(Input data):
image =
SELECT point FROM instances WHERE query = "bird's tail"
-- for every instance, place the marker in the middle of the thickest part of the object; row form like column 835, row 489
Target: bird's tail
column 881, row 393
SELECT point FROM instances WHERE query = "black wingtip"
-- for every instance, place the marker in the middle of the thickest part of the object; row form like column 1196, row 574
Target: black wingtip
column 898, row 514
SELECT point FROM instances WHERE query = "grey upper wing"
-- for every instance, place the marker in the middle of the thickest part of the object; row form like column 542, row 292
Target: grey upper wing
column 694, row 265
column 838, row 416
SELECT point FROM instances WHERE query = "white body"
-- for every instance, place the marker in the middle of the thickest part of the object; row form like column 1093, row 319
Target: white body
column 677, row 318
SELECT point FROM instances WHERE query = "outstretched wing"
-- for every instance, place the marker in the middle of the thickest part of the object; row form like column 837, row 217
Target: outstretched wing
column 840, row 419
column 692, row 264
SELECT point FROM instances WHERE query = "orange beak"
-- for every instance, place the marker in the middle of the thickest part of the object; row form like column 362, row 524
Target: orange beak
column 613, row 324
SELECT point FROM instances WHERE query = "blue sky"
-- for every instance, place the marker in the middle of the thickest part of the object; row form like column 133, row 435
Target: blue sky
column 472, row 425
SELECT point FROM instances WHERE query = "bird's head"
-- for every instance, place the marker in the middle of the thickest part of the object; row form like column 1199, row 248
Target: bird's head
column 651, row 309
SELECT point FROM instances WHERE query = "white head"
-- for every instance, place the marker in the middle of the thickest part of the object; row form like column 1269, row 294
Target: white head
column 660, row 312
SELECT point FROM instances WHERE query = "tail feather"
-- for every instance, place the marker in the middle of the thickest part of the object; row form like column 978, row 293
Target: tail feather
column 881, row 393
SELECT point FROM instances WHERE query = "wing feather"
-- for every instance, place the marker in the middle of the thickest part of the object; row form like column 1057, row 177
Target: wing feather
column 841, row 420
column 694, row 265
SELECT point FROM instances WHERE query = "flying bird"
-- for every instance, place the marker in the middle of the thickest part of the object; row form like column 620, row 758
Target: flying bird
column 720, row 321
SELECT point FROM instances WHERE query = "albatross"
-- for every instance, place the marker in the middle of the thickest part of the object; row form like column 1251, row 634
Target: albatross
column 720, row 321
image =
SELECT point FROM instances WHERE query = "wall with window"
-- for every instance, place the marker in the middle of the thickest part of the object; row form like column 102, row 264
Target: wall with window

(The task): Copy the listing above line for line, from start to finish, without changing anything.

(Result below):
image =
SELECT point FROM instances WHERE query = "bird's tail"
-- for every instance, place the marker in the middle of the thickest part of the object; row form like column 835, row 489
Target: bird's tail
column 881, row 393
SELECT point FROM instances WHERE query = "black wingtip"
-- for every instance, place the marker in the middle of the thickest part of the object; row form like column 1196, row 574
Target: black wingtip
column 898, row 514
SELECT point FROM instances WHERE query = "grey upper wing"
-- for every instance, place the marker in the middle of the thickest part of the object; row form like column 542, row 292
Target: grey upper wing
column 694, row 265
column 838, row 416
SELECT point FROM instances WHERE query = "white body"
-- for every instance, place the marker in the middle of the thickest part of the object; row form like column 1093, row 319
Target: white body
column 677, row 318
SELECT point FROM instances WHERE query = "outstretched wing"
-- for every instance, place the marker in the middle of the thickest part of the object; row form like column 837, row 217
Target: outstretched wing
column 840, row 419
column 692, row 264
SELECT point FROM instances WHERE query = "orange beak"
-- for every instance, place the marker in the middle of the thickest part of the object; row form like column 362, row 524
Target: orange beak
column 613, row 324
SELECT point FROM instances WHERE query = "blue sky"
-- for every instance, place the marker in the middle of the thickest part of the object; row form like column 133, row 435
Target: blue sky
column 472, row 425
SELECT point FROM instances WHERE query = "bird's head"
-- for every instance, place the marker in the middle of the thickest part of the object; row form like column 1199, row 248
Target: bird's head
column 651, row 309
SELECT point FROM instances WHERE query = "white head"
-- for every instance, place the marker in the middle of the thickest part of the object; row form like column 1269, row 294
Target: white head
column 660, row 312
SELECT point FROM instances WHERE query = "tail feather"
-- for every instance, place the marker in the middle of the thickest part of the object; row form like column 978, row 293
Target: tail feather
column 881, row 393
SELECT point FROM instances WHERE query = "wing feather"
-- for every instance, place the marker in the middle of the thickest part of the object; row form like column 1057, row 177
Target: wing feather
column 841, row 420
column 694, row 265
SELECT point FROM instances WHERE query = "flying bird"
-- for every instance, place the marker in the middle of the thickest part of the object; row form like column 620, row 758
Target: flying bird
column 720, row 321
SELECT point FROM instances WHERE query = "albatross"
-- for every instance, place the marker in the middle of the thickest part of the object; row form like column 1251, row 634
Target: albatross
column 720, row 321
image =
SELECT point FROM instances WHERE query = "wall with window"
-- for every instance, place the marker in the middle of the thickest part of the object; row form like column 102, row 264
Target: wall with window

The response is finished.